### TASK STATEMENT
The answer must be the lines from the one containing "positive clicks: (510, 222) (508, 227)" through the last line of the data below, copied exactly, with nothing else.

### DATA LISTING
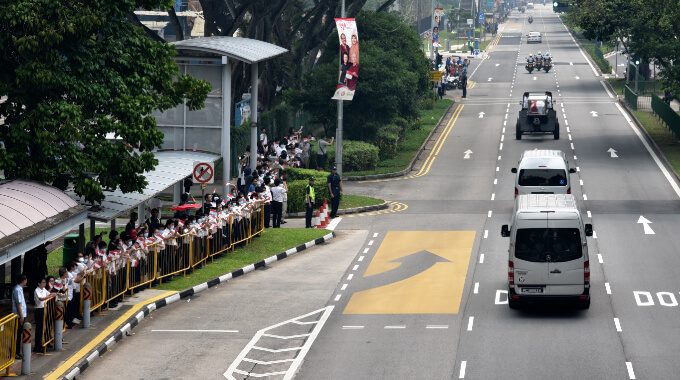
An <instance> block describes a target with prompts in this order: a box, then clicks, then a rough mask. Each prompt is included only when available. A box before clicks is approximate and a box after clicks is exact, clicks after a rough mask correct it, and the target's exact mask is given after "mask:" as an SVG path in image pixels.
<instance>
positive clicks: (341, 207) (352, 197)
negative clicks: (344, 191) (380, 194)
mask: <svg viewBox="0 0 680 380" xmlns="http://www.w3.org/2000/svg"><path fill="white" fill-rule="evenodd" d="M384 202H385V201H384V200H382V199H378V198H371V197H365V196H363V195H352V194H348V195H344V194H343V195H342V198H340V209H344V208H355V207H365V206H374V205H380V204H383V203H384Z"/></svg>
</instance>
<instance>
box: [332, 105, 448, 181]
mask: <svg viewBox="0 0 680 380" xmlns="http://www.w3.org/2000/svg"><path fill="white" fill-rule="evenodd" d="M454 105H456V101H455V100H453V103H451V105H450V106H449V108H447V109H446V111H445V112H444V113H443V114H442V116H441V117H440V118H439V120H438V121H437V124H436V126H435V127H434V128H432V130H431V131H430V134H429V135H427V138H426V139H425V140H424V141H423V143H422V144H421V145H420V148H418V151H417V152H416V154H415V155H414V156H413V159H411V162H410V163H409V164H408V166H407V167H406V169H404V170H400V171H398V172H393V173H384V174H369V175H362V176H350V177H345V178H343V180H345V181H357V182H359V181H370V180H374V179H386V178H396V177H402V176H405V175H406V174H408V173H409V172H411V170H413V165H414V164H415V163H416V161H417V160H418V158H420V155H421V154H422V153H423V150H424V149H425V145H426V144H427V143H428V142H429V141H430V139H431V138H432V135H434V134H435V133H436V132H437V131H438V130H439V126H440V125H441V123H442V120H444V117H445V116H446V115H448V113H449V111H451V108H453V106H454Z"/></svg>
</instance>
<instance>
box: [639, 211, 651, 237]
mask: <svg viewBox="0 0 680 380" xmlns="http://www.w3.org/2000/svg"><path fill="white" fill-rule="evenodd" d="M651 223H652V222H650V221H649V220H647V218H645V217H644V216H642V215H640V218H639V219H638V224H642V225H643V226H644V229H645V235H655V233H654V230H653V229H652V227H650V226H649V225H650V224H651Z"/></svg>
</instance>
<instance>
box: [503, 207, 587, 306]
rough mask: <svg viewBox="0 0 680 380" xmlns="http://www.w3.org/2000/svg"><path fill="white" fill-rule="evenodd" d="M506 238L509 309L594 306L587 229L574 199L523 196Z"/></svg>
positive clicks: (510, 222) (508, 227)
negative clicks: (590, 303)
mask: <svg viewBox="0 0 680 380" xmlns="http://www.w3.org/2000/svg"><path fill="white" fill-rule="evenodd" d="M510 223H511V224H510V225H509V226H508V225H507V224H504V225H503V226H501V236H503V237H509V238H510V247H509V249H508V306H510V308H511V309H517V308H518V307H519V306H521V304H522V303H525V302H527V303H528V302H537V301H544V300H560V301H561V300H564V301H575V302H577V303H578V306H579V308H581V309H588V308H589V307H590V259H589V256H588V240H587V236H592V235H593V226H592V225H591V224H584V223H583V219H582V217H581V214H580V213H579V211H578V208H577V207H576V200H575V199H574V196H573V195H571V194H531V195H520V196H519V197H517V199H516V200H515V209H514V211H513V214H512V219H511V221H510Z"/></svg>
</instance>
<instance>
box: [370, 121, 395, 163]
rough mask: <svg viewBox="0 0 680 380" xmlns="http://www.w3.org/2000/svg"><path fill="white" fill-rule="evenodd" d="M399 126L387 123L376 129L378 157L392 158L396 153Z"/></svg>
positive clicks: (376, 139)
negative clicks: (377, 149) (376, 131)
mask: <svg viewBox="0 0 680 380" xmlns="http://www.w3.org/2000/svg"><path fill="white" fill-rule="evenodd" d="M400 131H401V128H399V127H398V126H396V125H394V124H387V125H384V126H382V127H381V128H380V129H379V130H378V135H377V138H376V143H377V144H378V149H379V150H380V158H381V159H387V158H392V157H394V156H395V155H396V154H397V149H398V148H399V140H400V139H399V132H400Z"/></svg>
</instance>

### RESPONSE AREA
positive clicks: (510, 222) (508, 227)
negative clicks: (590, 303)
mask: <svg viewBox="0 0 680 380" xmlns="http://www.w3.org/2000/svg"><path fill="white" fill-rule="evenodd" d="M510 223H511V224H510V225H509V226H508V225H507V224H504V225H503V226H501V236H503V237H509V238H510V247H509V249H508V306H510V308H511V309H517V308H518V307H519V306H521V304H522V303H525V302H527V303H528V302H537V301H544V300H560V301H561V300H564V301H575V302H577V303H578V306H579V308H581V309H588V308H589V307H590V259H589V256H588V240H587V236H592V235H593V226H592V225H591V224H584V223H583V219H582V217H581V214H580V213H579V211H578V208H577V207H576V200H575V199H574V196H573V195H571V194H531V195H520V196H519V197H517V199H516V200H515V209H514V211H513V214H512V219H511V221H510Z"/></svg>
</instance>
<instance>
box: [370, 121, 395, 163]
rough mask: <svg viewBox="0 0 680 380" xmlns="http://www.w3.org/2000/svg"><path fill="white" fill-rule="evenodd" d="M399 126L387 123L376 129L378 157L392 158L396 153Z"/></svg>
positive clicks: (376, 139)
negative clicks: (377, 149) (376, 131)
mask: <svg viewBox="0 0 680 380" xmlns="http://www.w3.org/2000/svg"><path fill="white" fill-rule="evenodd" d="M400 131H401V128H399V127H398V126H396V125H394V124H387V125H384V126H382V127H381V128H380V129H379V130H378V135H377V138H376V143H377V144H378V149H379V150H380V158H381V159H387V158H392V157H394V156H395V155H396V154H397V149H398V148H399V140H400V139H399V132H400Z"/></svg>
</instance>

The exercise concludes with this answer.